§ What you will do
Set down exactly each line of the entries below, beginning at the one that contains "Objective — for every instance of the quality" and ending at the last, and no others.

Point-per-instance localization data
--
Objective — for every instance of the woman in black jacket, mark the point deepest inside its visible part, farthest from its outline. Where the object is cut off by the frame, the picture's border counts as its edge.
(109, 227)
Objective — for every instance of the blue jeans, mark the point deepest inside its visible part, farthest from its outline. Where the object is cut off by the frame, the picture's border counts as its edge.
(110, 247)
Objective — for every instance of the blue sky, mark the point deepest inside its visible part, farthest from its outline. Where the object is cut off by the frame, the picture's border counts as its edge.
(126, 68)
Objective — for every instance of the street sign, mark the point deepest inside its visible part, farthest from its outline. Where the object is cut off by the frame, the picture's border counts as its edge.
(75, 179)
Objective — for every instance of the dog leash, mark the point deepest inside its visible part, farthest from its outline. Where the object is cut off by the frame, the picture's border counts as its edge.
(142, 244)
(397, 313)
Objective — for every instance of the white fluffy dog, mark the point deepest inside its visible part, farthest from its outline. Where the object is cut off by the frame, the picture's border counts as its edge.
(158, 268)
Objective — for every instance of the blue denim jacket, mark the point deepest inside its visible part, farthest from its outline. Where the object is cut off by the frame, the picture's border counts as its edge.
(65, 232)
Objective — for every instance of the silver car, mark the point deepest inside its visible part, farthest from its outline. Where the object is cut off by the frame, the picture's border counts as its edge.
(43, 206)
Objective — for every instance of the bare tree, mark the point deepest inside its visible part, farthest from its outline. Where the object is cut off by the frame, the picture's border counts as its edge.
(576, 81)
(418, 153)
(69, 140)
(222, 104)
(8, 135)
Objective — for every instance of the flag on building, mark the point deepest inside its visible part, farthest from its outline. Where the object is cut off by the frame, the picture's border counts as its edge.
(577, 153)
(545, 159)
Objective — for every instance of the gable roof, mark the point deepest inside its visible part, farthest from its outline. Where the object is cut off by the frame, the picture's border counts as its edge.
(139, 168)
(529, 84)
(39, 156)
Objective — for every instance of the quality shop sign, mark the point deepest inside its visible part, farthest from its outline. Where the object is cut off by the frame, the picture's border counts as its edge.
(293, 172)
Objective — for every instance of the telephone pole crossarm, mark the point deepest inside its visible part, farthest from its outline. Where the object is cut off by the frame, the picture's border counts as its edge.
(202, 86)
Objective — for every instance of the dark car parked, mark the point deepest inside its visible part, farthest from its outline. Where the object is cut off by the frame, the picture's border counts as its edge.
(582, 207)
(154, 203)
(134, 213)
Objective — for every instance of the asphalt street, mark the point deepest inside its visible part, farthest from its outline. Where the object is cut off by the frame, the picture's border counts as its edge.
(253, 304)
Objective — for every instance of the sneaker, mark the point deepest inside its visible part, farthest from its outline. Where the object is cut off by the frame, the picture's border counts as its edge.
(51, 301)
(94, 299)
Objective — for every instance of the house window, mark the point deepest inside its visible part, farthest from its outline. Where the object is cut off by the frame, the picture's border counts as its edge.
--
§ Answer below
Objective — for every instance of the quality shop sign, mark the point deepest inside its visible part, farthest from its outline. Where the object is cut off by the frame, the picture's border counts as its edge.
(293, 172)
Objective — for every instance of the telephone pole crossarm, mark the point deepest inside its visible part, farthest from its outline. Where the object is cut off by the frame, the picture's border counts as its edge.
(202, 86)
Objective — for every instance of the dark car parked, mark the point deepest inside its visible part, farthest from its outline. Where the object is cut off by the frame, the picture's border counts as its edge.
(582, 207)
(154, 203)
(134, 213)
Objective — for every instance of the asphalt street, mark the point deepest inside its visible part, farthest from its outline. Where the object is cut off by the frame, the picture's border counts as its edge.
(253, 304)
Objective — for every instance of the sneaker, mark the point deepest inside its visible part, farthest from its outline. Where the object is cut off by the frame, the picture's border counts as its edge.
(51, 301)
(94, 299)
Objective — for every instance of the house window, mark the point deepest inside its visible part, farthest from its outline. Where the object is cut off by the frame, the picture's border counts as its edge.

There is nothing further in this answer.